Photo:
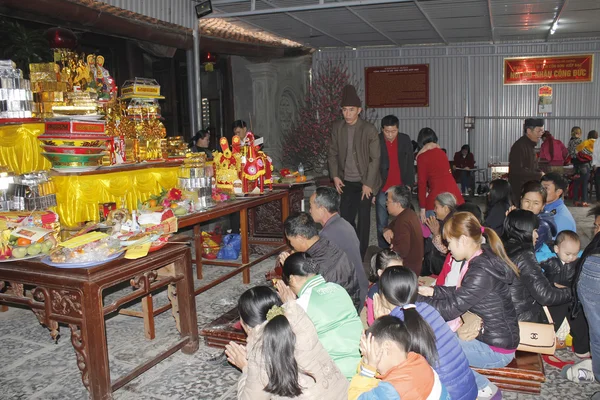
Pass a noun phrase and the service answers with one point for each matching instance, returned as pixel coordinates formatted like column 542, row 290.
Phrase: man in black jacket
column 301, row 231
column 397, row 167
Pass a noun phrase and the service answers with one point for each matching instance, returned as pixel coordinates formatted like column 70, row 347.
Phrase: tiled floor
column 32, row 366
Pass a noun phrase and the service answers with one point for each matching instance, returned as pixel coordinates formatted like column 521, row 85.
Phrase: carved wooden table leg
column 90, row 345
column 187, row 304
column 245, row 245
column 198, row 244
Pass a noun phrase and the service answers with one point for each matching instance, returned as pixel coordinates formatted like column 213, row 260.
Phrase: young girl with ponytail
column 391, row 369
column 397, row 296
column 283, row 357
column 483, row 290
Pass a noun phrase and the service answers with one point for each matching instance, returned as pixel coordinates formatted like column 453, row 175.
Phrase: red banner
column 559, row 69
column 397, row 86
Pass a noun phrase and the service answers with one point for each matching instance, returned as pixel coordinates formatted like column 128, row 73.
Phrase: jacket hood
column 427, row 147
column 494, row 265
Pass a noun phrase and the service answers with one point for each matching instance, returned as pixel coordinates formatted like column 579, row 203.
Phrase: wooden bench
column 223, row 330
column 525, row 374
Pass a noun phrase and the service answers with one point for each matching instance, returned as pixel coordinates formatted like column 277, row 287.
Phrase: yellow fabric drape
column 20, row 150
column 78, row 196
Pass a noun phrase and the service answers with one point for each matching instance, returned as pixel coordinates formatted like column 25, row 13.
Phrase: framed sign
column 557, row 69
column 397, row 86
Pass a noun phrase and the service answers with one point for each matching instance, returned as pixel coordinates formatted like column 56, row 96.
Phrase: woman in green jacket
column 329, row 307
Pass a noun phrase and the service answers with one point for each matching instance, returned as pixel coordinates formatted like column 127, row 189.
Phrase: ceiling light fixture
column 204, row 7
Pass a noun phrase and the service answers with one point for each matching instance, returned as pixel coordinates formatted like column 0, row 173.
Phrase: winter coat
column 413, row 379
column 523, row 166
column 311, row 356
column 434, row 176
column 340, row 233
column 367, row 152
column 531, row 290
column 338, row 326
column 452, row 366
column 485, row 292
column 557, row 272
column 406, row 159
column 335, row 267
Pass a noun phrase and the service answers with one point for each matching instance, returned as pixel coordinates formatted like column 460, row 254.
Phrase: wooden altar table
column 74, row 297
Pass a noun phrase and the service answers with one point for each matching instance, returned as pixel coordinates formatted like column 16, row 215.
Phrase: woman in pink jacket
column 553, row 151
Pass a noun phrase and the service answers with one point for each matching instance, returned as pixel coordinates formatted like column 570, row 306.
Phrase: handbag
column 538, row 337
column 471, row 326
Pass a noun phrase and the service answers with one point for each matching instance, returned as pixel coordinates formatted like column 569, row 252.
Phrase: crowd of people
column 348, row 320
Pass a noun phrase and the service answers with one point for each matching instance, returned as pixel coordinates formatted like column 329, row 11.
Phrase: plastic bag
column 231, row 247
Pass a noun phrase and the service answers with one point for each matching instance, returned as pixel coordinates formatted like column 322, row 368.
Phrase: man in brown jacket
column 523, row 165
column 404, row 233
column 354, row 153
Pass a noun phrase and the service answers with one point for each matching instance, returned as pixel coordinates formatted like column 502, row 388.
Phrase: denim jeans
column 480, row 355
column 382, row 219
column 588, row 289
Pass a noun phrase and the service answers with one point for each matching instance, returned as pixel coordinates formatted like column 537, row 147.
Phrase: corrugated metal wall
column 467, row 81
column 179, row 12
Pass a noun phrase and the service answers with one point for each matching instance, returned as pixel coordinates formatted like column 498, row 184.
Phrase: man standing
column 353, row 164
column 397, row 167
column 555, row 186
column 301, row 231
column 523, row 166
column 325, row 208
column 404, row 233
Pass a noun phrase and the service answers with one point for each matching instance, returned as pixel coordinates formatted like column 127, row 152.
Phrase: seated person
column 531, row 289
column 404, row 232
column 301, row 231
column 463, row 160
column 325, row 210
column 283, row 357
column 391, row 369
column 435, row 250
column 561, row 270
column 329, row 308
column 379, row 262
column 556, row 186
column 397, row 297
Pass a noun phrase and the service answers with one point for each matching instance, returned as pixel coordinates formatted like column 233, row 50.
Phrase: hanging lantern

#####

[CONSEGNA]
Trascrivi senza modifiche la parte che si apre con la riga contenente "329, row 11." e si chiude con quella contenente "column 588, row 289", comprese entrambe.

[SOLUZIONE COMPLETA]
Pass a noun phrase and the service answers with one point for each matching instance, returned as pixel coordinates formatted like column 329, row 11.
Phrase: plastic bag
column 231, row 247
Pass a noun phrase and the service answers with one point for each matching instance, returned as pixel coordinates formatted like column 322, row 368.
Phrase: man in brown jacket
column 523, row 165
column 404, row 233
column 354, row 153
Pass a noun phrase and the service answers with one point for each matching instance, returned as pixel coordinates formatted like column 502, row 388.
Phrase: denim jeans
column 480, row 355
column 382, row 219
column 588, row 289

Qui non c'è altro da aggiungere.